Work order:
Though the entries contain pictures, the copy you make should hold only the rest, exactly as written.

--- Supplied data Enclosed Below ---

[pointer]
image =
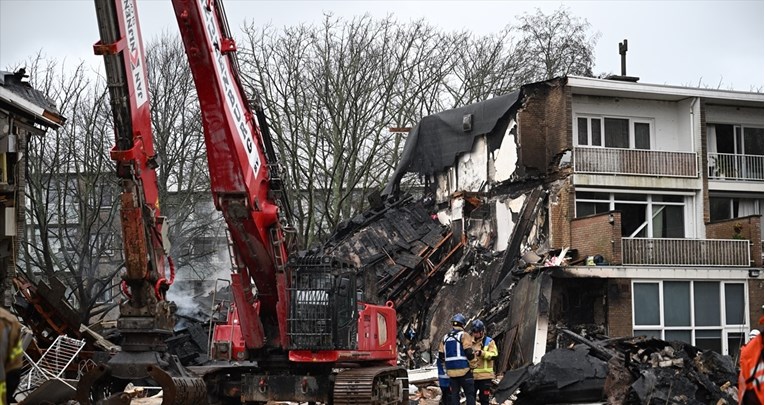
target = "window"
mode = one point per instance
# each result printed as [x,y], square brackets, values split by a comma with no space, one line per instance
[612,132]
[735,151]
[722,207]
[589,131]
[102,290]
[643,215]
[707,314]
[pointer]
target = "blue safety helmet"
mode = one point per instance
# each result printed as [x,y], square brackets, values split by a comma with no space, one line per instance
[459,319]
[477,326]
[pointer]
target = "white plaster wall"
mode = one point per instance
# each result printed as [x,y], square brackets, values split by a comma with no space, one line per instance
[472,167]
[503,161]
[443,190]
[733,115]
[505,225]
[667,129]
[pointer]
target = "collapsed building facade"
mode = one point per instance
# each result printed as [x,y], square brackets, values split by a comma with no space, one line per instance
[606,207]
[643,204]
[24,112]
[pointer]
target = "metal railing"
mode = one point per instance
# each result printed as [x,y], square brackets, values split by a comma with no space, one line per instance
[728,166]
[635,162]
[686,252]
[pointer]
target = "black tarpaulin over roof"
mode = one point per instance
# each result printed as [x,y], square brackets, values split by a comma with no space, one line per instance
[438,139]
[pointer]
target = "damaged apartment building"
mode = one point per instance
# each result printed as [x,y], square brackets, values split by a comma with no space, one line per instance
[24,112]
[631,208]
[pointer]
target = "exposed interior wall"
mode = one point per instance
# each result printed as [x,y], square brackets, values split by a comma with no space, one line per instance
[619,307]
[507,213]
[471,168]
[598,234]
[503,161]
[561,214]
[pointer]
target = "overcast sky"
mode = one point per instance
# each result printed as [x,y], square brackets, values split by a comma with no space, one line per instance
[717,43]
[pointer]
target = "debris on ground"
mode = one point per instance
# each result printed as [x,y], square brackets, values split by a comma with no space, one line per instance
[640,370]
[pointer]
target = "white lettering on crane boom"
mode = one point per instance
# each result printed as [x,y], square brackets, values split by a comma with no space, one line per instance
[235,105]
[135,53]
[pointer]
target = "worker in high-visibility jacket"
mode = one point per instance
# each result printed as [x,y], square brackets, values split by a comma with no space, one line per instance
[10,355]
[750,377]
[443,383]
[485,350]
[456,351]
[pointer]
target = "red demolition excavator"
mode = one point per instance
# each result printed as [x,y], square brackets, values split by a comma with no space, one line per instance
[299,329]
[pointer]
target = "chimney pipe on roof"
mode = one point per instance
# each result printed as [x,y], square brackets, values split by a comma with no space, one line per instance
[623,52]
[623,77]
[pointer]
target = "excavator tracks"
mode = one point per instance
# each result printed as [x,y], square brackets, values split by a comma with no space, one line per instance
[373,385]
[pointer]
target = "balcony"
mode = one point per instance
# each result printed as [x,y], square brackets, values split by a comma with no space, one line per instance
[733,167]
[636,162]
[686,252]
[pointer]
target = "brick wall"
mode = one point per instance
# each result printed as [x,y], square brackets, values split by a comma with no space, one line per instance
[755,287]
[619,304]
[561,214]
[544,125]
[751,229]
[595,235]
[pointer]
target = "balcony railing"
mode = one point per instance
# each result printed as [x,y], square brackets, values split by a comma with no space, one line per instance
[635,162]
[728,166]
[685,252]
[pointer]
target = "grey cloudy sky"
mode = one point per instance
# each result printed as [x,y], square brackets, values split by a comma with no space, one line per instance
[717,43]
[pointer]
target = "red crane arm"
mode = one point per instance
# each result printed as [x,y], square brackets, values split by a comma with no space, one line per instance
[239,172]
[125,62]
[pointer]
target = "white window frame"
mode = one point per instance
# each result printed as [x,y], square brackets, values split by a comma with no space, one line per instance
[631,127]
[687,204]
[725,330]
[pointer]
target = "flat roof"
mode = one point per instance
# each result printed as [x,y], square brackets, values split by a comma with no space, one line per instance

--- End of Enclosed Supplied data ---

Expected answer:
[pointer]
image =
target = "window"
mode = one point per instance
# each result printed as [x,y], square brackets, values split by a comma with no space, one line per instance
[612,132]
[735,151]
[722,207]
[589,131]
[102,290]
[643,215]
[707,314]
[pointer]
target = "blue safety helmet"
mode = one point per instance
# each result printed as [x,y], square brackets, values split by a comma with no space, one line per instance
[459,319]
[477,326]
[pointer]
target = "white plaster wall"
mode = one point per instance
# each result printed as [x,y], square brackets, values split by a comma with no space, one line per instance
[472,167]
[503,161]
[443,190]
[733,115]
[505,225]
[667,129]
[pointer]
target = "collapsed building facade"
mode = one point per instance
# each result printed as [x,y], square brackets, values split by a comma with no space, one line per instance
[606,207]
[643,204]
[24,112]
[pointer]
target = "metal railing"
mode = one point per instance
# each result printed as [x,y], square brackets, values split by a comma with no space, one line per instance
[728,166]
[635,162]
[686,252]
[pointer]
target = "black tarpaulin over roof"
mode = one point per instance
# each result printed as [x,y], square brackets, values split by a comma with no space, one line per instance
[438,139]
[pointer]
target = "damaged apartment building"
mode = one point per instance
# each result printed as [x,y], square brackets, values split by a comma with no space, one line per instance
[24,112]
[631,208]
[pointer]
target = "exposed interior wall"
mode = one point per instance
# each result printed as [x,y], square brackets, values split by a comma with no space, one line per instance
[619,307]
[507,213]
[471,168]
[598,234]
[503,161]
[561,214]
[pointer]
target = "overcast sky"
mode = one point per instance
# each result printed as [x,y], square brackets, values split by a comma with no space, one line per instance
[717,43]
[pointer]
target = "debris on ground"
mode = one point per instance
# each result printed as [x,y], square brackets, values split by a comma with no space, one line per instance
[640,370]
[pointer]
target = "white lettering on crane boom"
mode = one point per instance
# each result printed as [x,y], square brackets, values split by a comma with no space, one line per instance
[235,105]
[135,53]
[pointer]
target = "worker in high-visibility jacket"
mode = one point per instance
# each result printed as [x,y], square brackets, values split by a comma with no space, one line per instance
[10,355]
[750,377]
[443,383]
[485,350]
[456,351]
[pointer]
target = "red demolition excavator"
mode = one point per instance
# each result printed as [x,y], square brackets, values split by a comma with no space, one line per instance
[299,329]
[pointer]
target = "chimney pipe on roof"
mode = one point per instance
# each result printed as [x,y], square brackets, values split by a comma with no space, one line per instance
[623,52]
[623,77]
[pointer]
target = "excavator tracks"
mode = one point per instance
# each result printed as [x,y], square brackets, values split by a comma with no space, one line per instance
[373,385]
[pointer]
target = "balcony"
mode = one point per instance
# each result printed as [x,y], square brackets, values split by a comma with no space, one line per instance
[733,167]
[636,162]
[686,252]
[pointer]
target = "brick wall"
mode = one point per instance
# each result printed as [x,y], square brackets, values split by a comma with no space, one line per instance
[755,287]
[619,304]
[561,214]
[544,125]
[751,229]
[595,235]
[pointer]
target = "balcony railing"
mode = one point per instance
# each result printed as [x,y], square brackets, values split by a comma with no space, one line per instance
[635,162]
[728,166]
[685,252]
[pointer]
target = "grey cloudy sky"
mode = one point per instance
# each result printed as [x,y], square brackets, values split by a comma with no space, one line per instance
[717,43]
[pointer]
target = "red crane arm"
mode = one point per instance
# each result printed as [x,y], square brackets, values split by a comma with no space, one line per instance
[239,172]
[125,62]
[pointer]
target = "white window frame"
mode = one point per instance
# each result printed as [x,y], square brackets, values split by a comma with no space, one line per instance
[631,127]
[687,204]
[725,330]
[pointer]
target = "flat roof"
mode = one point per instance
# each result printed as [x,y], square brackets, values split by a comma with no space, one line per instance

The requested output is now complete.